In the article about the Anne Arundel County police academy class, what share of the police force was Black officers five years ago, and what share is it now?

» **Document segment**:
Segment Open
The incoming Anne Arundel County police academy class is made up of 50% minority recruit officers, the most diverse class in the academy’s history, Interim Police Chief William Lowry said at an online county town hall Tuesday for National Night In.
The class is made up of 47 recruit officers, he said, of which some may drop out over the course of the academy.
County Executive Steuart Pittman, who hosted the forum on Facebook on the day that would have been the annual National Night Out event, said over the last five years, the police department’s force went from being made up of about 7% Black officers to 14%.
Pittman attributed the ability to recruit a more diverse class in part to an increase in pay that makes the county more competitive with surrounding jurisdictions than it has been in years past.
Lowry said the ability to overhire for the academy class is also helpful for recruitment and diversity. He said they lose about 4.1 officers per month over the nine-month academy.
Lowry, who was a deputy police chief under former police Chief Timothy Altomare, also got a chance to introduce himself at the event, emphasizing his love for the department and touching on national discussions on policing.
“There’s no such thing as status quo in public safety,” he said. “You’re digressing or you’re moving forward. And our police department is going to move forward. I look at all the things that are taking place on a national level, I look at these as opportunities.”
Lowry may serve as interim police chief for an initial period of 60 days. A County Council resolution could extend his tenure by up to four months.
Pittman said during the livestream that Lowry will oversee the implementation of body-worn cameras on police, which Pittman described as the “biggest transparency project in Anne Arundel County government right now.”
When Lowry spoke on other topics, he said, “We love all members of our community,” saying that is a sentiment he repeats frequently.
“Our police department loves you,” he said. “We wouldn’t do this job if we didn’t care about people and didn’t love them.”
He briefly introduced himself, discussing his 47-year law enforcement career in which he worked for Prince George’s County police, NASA, the NFL running security and emergency preparedness for the Washington team and the Miami Dolphins, and was police chief of two municipal agencies at the same time in Prince George’s.
He said he’s been married for 47 years and has three sons, three daughters-in-law and five grandchildren.
“I’m a very simple man,” he said. “I love three things: I love the lord, I love this job, this profession and I love my family.”
He said he tells officers that when they respond to calls they should be treating people in the community as if they’re family members. He said out of the about 450,000 average calls for service a year in the county, almost 98% don’t involve any type of arrest protocol.
Segment Closed
» **Supplied material**:
Segment Open
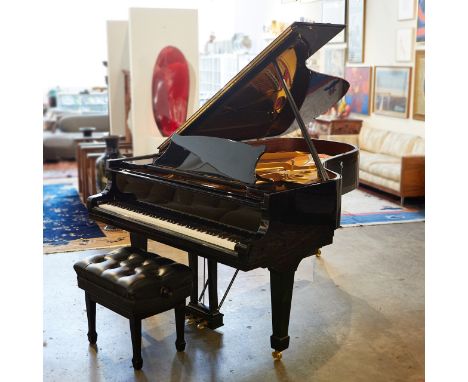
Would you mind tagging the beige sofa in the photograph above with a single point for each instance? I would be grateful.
(389, 161)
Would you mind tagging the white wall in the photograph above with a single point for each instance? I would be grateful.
(380, 49)
(117, 60)
(150, 30)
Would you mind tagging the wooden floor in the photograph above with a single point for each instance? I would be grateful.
(357, 315)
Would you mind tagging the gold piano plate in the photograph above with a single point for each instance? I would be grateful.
(288, 166)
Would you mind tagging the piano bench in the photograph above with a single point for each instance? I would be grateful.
(136, 284)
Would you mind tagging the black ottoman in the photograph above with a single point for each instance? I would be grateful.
(135, 284)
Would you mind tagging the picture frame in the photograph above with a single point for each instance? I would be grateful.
(356, 30)
(392, 91)
(359, 93)
(419, 97)
(334, 11)
(404, 44)
(421, 26)
(406, 9)
(334, 61)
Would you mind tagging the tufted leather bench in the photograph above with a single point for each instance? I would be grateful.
(137, 285)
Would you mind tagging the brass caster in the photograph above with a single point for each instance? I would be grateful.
(277, 355)
(202, 325)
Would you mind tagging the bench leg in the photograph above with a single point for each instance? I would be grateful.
(180, 323)
(135, 330)
(91, 313)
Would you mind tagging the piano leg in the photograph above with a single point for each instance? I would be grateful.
(206, 315)
(281, 285)
(138, 241)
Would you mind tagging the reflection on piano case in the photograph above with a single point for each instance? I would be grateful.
(227, 187)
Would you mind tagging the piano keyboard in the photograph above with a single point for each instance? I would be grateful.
(168, 225)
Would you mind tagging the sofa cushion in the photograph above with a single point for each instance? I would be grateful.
(398, 144)
(375, 179)
(418, 147)
(385, 166)
(371, 139)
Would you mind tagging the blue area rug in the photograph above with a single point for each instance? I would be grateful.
(360, 207)
(65, 218)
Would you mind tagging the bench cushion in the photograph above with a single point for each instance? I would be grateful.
(135, 274)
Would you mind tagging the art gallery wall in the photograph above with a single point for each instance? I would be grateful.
(380, 50)
(117, 60)
(150, 30)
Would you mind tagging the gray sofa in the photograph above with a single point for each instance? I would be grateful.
(60, 141)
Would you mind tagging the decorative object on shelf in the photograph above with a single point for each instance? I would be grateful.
(391, 90)
(328, 125)
(87, 131)
(334, 11)
(404, 44)
(421, 31)
(405, 9)
(359, 93)
(112, 152)
(170, 90)
(334, 61)
(356, 30)
(419, 101)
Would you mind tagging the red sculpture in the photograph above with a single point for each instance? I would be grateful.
(170, 90)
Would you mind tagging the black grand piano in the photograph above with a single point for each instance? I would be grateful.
(226, 186)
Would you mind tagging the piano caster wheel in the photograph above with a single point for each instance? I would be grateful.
(277, 355)
(202, 325)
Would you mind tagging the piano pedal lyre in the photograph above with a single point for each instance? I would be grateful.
(277, 355)
(190, 319)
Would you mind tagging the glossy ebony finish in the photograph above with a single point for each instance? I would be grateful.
(211, 155)
(203, 179)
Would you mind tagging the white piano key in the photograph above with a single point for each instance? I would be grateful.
(177, 228)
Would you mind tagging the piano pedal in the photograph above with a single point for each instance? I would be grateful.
(190, 319)
(277, 355)
(202, 324)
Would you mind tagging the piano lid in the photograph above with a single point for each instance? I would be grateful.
(253, 105)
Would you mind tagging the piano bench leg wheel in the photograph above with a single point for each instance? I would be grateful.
(92, 338)
(180, 346)
(202, 325)
(277, 355)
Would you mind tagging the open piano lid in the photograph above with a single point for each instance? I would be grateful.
(253, 105)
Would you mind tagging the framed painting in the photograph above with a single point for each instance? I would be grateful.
(419, 98)
(334, 12)
(404, 45)
(334, 61)
(421, 31)
(391, 90)
(356, 31)
(405, 9)
(359, 93)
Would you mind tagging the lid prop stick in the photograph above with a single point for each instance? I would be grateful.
(321, 170)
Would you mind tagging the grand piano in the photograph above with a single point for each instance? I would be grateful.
(228, 187)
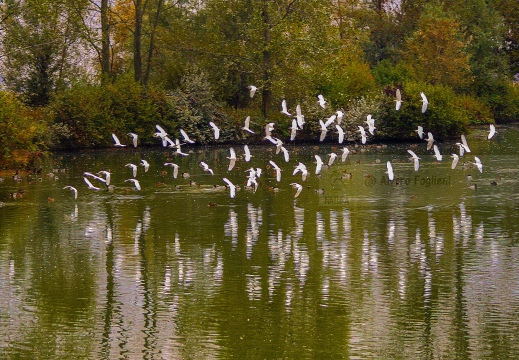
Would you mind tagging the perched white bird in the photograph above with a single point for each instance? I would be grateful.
(216, 130)
(420, 132)
(398, 99)
(332, 158)
(206, 167)
(318, 164)
(389, 171)
(424, 102)
(73, 189)
(284, 109)
(134, 138)
(145, 164)
(437, 154)
(117, 142)
(345, 152)
(135, 183)
(248, 155)
(298, 188)
(455, 159)
(89, 184)
(232, 187)
(246, 125)
(133, 167)
(478, 164)
(232, 159)
(340, 131)
(278, 170)
(321, 100)
(252, 90)
(415, 159)
(175, 169)
(362, 134)
(186, 137)
(430, 140)
(492, 131)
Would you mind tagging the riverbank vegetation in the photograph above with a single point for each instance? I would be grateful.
(75, 71)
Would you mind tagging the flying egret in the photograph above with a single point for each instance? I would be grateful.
(298, 188)
(455, 159)
(186, 137)
(248, 155)
(415, 159)
(135, 183)
(232, 159)
(389, 171)
(319, 164)
(398, 99)
(345, 152)
(246, 125)
(134, 138)
(492, 131)
(252, 90)
(89, 184)
(216, 130)
(424, 102)
(321, 100)
(175, 169)
(278, 170)
(73, 189)
(232, 187)
(145, 164)
(430, 140)
(206, 167)
(133, 167)
(340, 131)
(117, 142)
(437, 154)
(284, 109)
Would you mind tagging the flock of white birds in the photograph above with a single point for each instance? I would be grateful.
(298, 121)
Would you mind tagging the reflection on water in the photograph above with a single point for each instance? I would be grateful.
(389, 271)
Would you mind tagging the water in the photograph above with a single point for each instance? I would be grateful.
(422, 267)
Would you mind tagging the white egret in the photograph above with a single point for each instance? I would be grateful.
(437, 154)
(278, 170)
(133, 167)
(492, 131)
(73, 189)
(389, 171)
(206, 167)
(175, 169)
(246, 125)
(134, 138)
(284, 109)
(345, 152)
(232, 187)
(248, 155)
(415, 159)
(425, 102)
(89, 184)
(321, 100)
(216, 130)
(430, 140)
(135, 183)
(298, 188)
(455, 159)
(186, 137)
(232, 159)
(117, 142)
(398, 99)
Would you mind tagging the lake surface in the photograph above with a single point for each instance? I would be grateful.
(421, 267)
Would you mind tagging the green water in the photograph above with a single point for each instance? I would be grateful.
(421, 267)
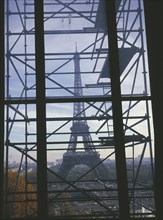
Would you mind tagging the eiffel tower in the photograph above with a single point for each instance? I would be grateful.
(79, 128)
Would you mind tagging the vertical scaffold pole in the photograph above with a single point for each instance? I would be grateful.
(41, 112)
(117, 112)
(2, 75)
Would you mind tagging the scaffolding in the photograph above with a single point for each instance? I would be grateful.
(39, 115)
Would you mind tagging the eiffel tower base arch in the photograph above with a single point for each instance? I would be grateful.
(89, 158)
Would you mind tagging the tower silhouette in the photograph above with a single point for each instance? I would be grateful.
(89, 156)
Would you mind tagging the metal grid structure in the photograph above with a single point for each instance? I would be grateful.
(40, 97)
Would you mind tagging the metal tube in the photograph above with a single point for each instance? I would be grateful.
(41, 112)
(2, 75)
(117, 112)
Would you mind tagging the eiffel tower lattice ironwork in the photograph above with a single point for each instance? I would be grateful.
(80, 128)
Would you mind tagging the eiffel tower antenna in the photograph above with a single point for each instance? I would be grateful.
(76, 47)
(88, 156)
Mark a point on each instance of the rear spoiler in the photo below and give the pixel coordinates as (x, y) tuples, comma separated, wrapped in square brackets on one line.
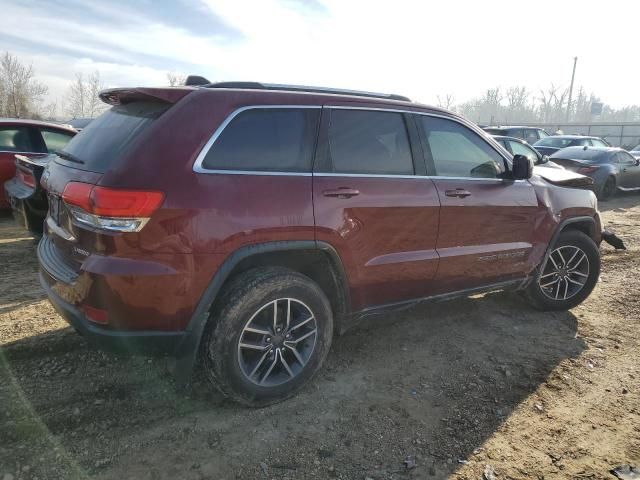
Segment Closed
» **Finished task**: About 7% five years ago, and 14% now.